> TRAVAIL DEMANDÉ:
Répondez aux questions suivantes à partir de l'extrait fourni :
(a) Quelle appréciation est attribuée à L'étrange fraternité des lecteurs solitaires ?
(b) En quelle année la Joconde disparaît-elle du Musée du Louvre ?
(c) Dans quel pays Guillaume Apollinaire est-il né ?

> EXTRAIT FOURNI:
- - -
L'étrange fraternité des lecteurs solitaires - Patrick Deville

Le titre de cet ouvrage m'avait intrigué, la résonance qu'il peut avoir avec le bizarre moment que nous vivons avait titillé ma curiosité. Bien que le nom de cet auteur ne m'était pas inconnu, je ne connaissais aucune de ses oeuvres. Après coup, je me demande si cela a vraiment été une bonne chose d'en amorcer la découverte par cette plaquette hors norme. En effet, voilà ici regroupés de courts textes, lettres à des amis auteurs ou éditeurs, dont le thème très général serait le lecteur. Ce sont des textes érudits à propos des liens qui relient les auteurs entre eux et avec leurs lecteurs, fussent-ils d'une autre époque ou d'un autre lieu. Ne connaissant ni l'oeuvre antérieure de Deville, ni ses liens avec les auteurs cités, je suis probablement passé à côté de plusieurs idées sans les entrevoir. J'ai tout de même retiré quelques concepts intéressants de cette lecture.
Après tout, je lis les Anciens sous forme de traces d'encre sur des feuilles de papier assemblées en livres et tous ces objets et matériaux leur étaient inconnus aussi bien que la langue dans laquelle je les  lis, et pourtant ils sont mes contemporains le temps de la lecture. [P.D.]
Devenir lecteur est l'oeuvre d'une vie. non pas seulement lire des livres mais lire la bibliothèque, les grands morts et les contemporains, emprunter les chemins de traverse, découvrir les connexions secrètes, les souterrains cachés qui relient les textes. [P.D.] 

Appréciation : 3/5 

dimanche 10 mai 2020

Le vol de la Joconde - Dan Franck

L’histoire commence un matin, dans les premières années du XXe siècle, à la terrasse d’un café, Dôme ou Rotonde selon l’inclinaison du soleil. [D.F.]
En 1911, la Joconde disparaît du Musée du Louvre. Un vol a été commis. La Mona Lisa ne reprendra sa place que deux ans plus tard. Dans l'intervalle, une enquête s'anime, mais l'objet de ce roman n'est pas tellement cette enquête, c'est plutôt l'impact que cela aura sur une certaine société artistique marginale de Paris. Guillaume Apollinaire, dont l'une des relations avait déjà trempé dans la disparition de statuettes ibériques qui étaient en montre au même Louvre quelques années plus tôt, craint que des soupçons soient portés sur lui, d'autant plus que, comme son ami Pablo Picasso, il est d'origine étrangère (il est né en Italie de parents polonais). S'amorce ainsi un joyeux périple dans le Paris de ce début de siècle. Les deux lurons que sont Apollinaire et Picasso visitent à tour de rôle leurs amis et connaissances du milieu et cherchent désespérément un coin où cacher leur valise contenant les deux statuettes ibériques qui avaient inspiré Picasso pour Les Demoiselles d'Avignon. On croisera ainsi le Douanier Rousseau, Alfred Jarry, Modigliani et Gertrude Stein parmi tant d'autres. On s'insèrera dans des lieux mythiques comme le Bateau-Lavoir et on se frottera avec bonheur au vécu de cette grandiloquente bohème parisienne. Voici donc un roman qui, bien qu'il soit court, s'imprègne de belle façon et avec un sourire complice dans l'imaginaire de notre bibliothèque personnelle.
- - -
> JEU DE DONNÉES:
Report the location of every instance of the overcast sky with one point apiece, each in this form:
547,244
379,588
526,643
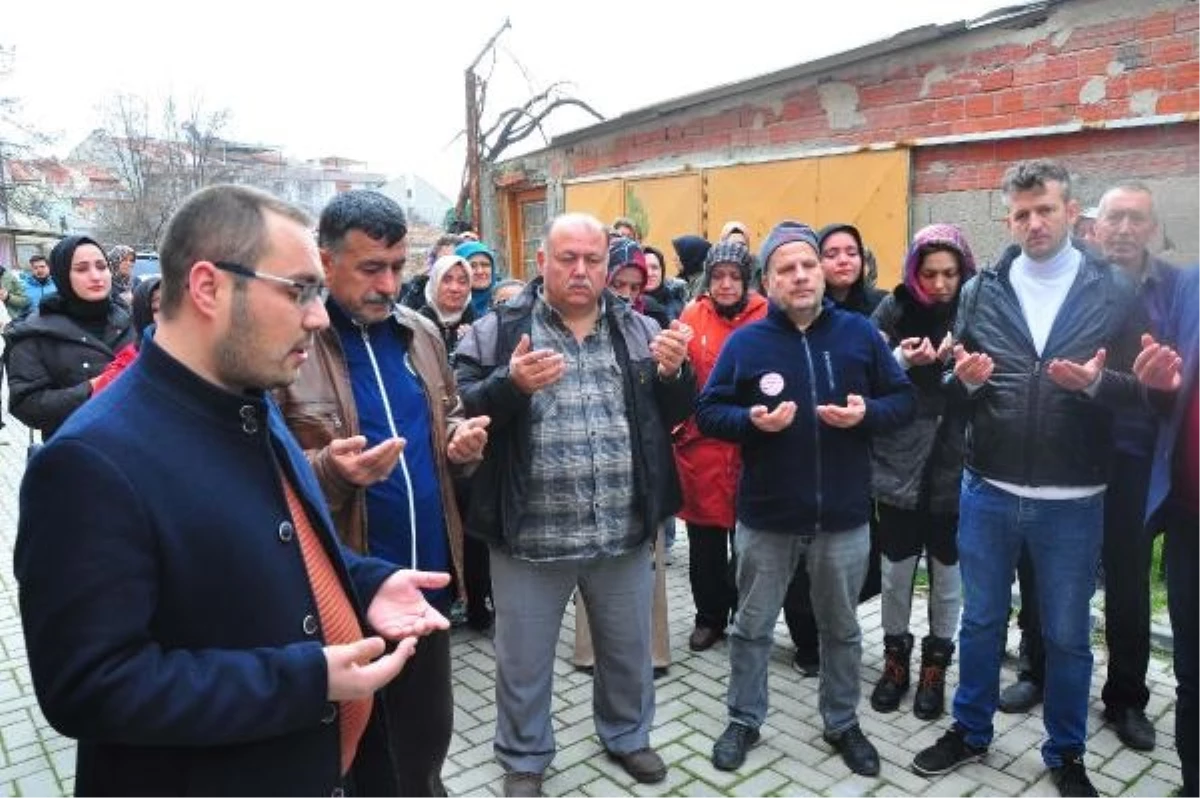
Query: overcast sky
- - -
> RÉPONSE PROPOSÉE:
(a) 3/5.
(b) En 1911.
(c) En Italie.